▶ _Material supplied_
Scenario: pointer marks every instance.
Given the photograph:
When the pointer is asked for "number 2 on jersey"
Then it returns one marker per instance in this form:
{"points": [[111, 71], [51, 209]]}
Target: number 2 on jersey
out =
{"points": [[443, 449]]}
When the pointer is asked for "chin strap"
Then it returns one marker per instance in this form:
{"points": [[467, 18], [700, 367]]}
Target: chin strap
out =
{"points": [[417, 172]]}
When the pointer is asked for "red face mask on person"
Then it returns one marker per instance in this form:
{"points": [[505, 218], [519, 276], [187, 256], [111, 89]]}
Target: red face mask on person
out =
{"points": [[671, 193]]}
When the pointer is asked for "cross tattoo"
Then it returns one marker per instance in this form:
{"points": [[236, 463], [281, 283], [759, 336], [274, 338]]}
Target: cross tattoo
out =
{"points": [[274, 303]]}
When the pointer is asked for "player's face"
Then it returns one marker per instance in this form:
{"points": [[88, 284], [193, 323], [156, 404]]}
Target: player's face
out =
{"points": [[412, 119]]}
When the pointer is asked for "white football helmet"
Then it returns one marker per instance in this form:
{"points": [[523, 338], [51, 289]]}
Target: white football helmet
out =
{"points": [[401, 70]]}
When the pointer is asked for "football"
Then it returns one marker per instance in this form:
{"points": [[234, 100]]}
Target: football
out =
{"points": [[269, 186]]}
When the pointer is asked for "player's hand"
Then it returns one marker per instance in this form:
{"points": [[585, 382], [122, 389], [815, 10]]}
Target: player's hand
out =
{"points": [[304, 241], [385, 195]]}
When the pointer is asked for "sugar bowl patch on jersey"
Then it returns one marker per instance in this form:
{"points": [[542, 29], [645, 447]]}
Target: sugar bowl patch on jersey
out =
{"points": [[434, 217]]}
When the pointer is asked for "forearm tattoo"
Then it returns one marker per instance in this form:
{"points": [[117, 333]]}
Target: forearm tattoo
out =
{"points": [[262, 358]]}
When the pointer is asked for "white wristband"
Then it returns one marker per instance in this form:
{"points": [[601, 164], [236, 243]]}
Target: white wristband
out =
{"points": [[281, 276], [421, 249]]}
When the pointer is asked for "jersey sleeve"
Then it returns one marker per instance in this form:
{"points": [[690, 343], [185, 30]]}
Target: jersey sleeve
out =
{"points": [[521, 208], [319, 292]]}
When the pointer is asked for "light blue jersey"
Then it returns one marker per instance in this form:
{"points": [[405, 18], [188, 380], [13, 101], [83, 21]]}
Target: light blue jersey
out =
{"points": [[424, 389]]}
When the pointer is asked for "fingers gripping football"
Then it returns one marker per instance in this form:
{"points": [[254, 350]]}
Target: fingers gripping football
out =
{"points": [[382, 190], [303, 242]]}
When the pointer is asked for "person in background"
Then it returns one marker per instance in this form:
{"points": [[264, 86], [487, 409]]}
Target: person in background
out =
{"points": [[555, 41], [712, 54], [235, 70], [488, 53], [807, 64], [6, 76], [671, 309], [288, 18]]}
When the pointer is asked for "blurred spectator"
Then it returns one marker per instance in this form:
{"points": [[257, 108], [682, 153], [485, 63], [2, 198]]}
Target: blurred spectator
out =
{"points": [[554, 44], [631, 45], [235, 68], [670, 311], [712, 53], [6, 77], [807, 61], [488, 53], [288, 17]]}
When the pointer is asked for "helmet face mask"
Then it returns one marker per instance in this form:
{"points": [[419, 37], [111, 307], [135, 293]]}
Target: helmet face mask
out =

▶ _Goal_
Reproduce all data above, unchanged.

▶ _Written reply_
Scenario: pointer marks every instance.
Given the photograph:
When the pointer is asked for "number 2 on jersey"
Then it returns one marker per instance in this form:
{"points": [[111, 71], [51, 209]]}
Target: number 2 on jersey
out =
{"points": [[443, 449]]}
When the pointer is asked for "chin strap"
Then it returns one marker per instance in this form:
{"points": [[467, 18], [700, 367]]}
Target: chin strap
out =
{"points": [[417, 172]]}
When the pointer is asked for "red face mask on person"
Then it returns one marker per instance in this form:
{"points": [[505, 218], [519, 276], [187, 256], [111, 89]]}
Target: red face mask on person
out =
{"points": [[671, 193]]}
When the pointer is asked for "cross tattoo"
Then it returns one marker per instance in this form:
{"points": [[236, 463], [281, 283], [759, 336], [274, 338]]}
Target: cross tattoo
out =
{"points": [[274, 303]]}
When the pointer is asked for "player's face"
Then it returns one marker per instance in this form:
{"points": [[88, 284], [193, 323], [156, 404]]}
Target: player's face
out =
{"points": [[412, 119]]}
When the pointer is asked for "white football helmet"
Then it returns one marker per instance in this form:
{"points": [[523, 338], [51, 289]]}
Target: white football helmet
out =
{"points": [[401, 70]]}
When the pointer is asked for "football"
Then it returns one marker per instance in this form:
{"points": [[234, 100]]}
Target: football
out =
{"points": [[269, 186]]}
When the pointer is asked for "player's hand"
Then it returns one marker per instance in this form:
{"points": [[585, 382], [122, 389], [815, 10]]}
Target: player's hand
out =
{"points": [[304, 241], [385, 195]]}
When the pointer is asked for "sugar bowl patch on jersey"
Then it returns one marker per instance in this form:
{"points": [[542, 29], [645, 447]]}
Target: sugar bowl patch on jersey
out =
{"points": [[434, 217]]}
When the pointer is asked for "forearm tattoo"
Then it returns one marker per instance in this form:
{"points": [[117, 333]]}
Target: forearm tattoo
out =
{"points": [[262, 358]]}
When the pointer is asked for "white wristband"
Then it returns one marker per instance in this form:
{"points": [[601, 164], [236, 243]]}
Target: white wristband
out =
{"points": [[281, 276], [421, 249]]}
When the pointer is asked for "jersey sleeve"
Then it returns one marker per instance in this form:
{"points": [[690, 343], [185, 30]]}
Target: jersey sleeve
out =
{"points": [[521, 208], [319, 292]]}
When the pointer is asked for "light blue jersey"
Then it returns one marker per instance in this form:
{"points": [[405, 18], [188, 380], [13, 101], [83, 21]]}
Target: light blue jersey
out =
{"points": [[424, 389]]}
When the pointer is asked for "fingers gripping football"
Then it returns one marker per instance in this form:
{"points": [[254, 350]]}
Target: fingers gripping football
out =
{"points": [[382, 190], [303, 242]]}
When the pointer is asked for "person in background"
Then it returns one marker per instance in this form:
{"points": [[264, 86], [487, 409]]}
Target: person in background
out =
{"points": [[555, 41], [712, 54], [235, 70], [488, 53], [807, 64], [6, 76], [671, 309], [288, 18]]}
When the pointer is asked for "blurred spectator"
Then it returns one marker per instance in this form:
{"points": [[257, 108], [682, 153], [485, 63], [2, 198]]}
Target: blurred spectator
out =
{"points": [[554, 44], [631, 45], [235, 68], [670, 311], [712, 53], [6, 77], [807, 61], [488, 53], [288, 17]]}
When the pointer is asked for "helmet face mask"
Then it returns one marker per instance in this form:
{"points": [[419, 37], [111, 307], [135, 293]]}
Target: helmet face mask
out =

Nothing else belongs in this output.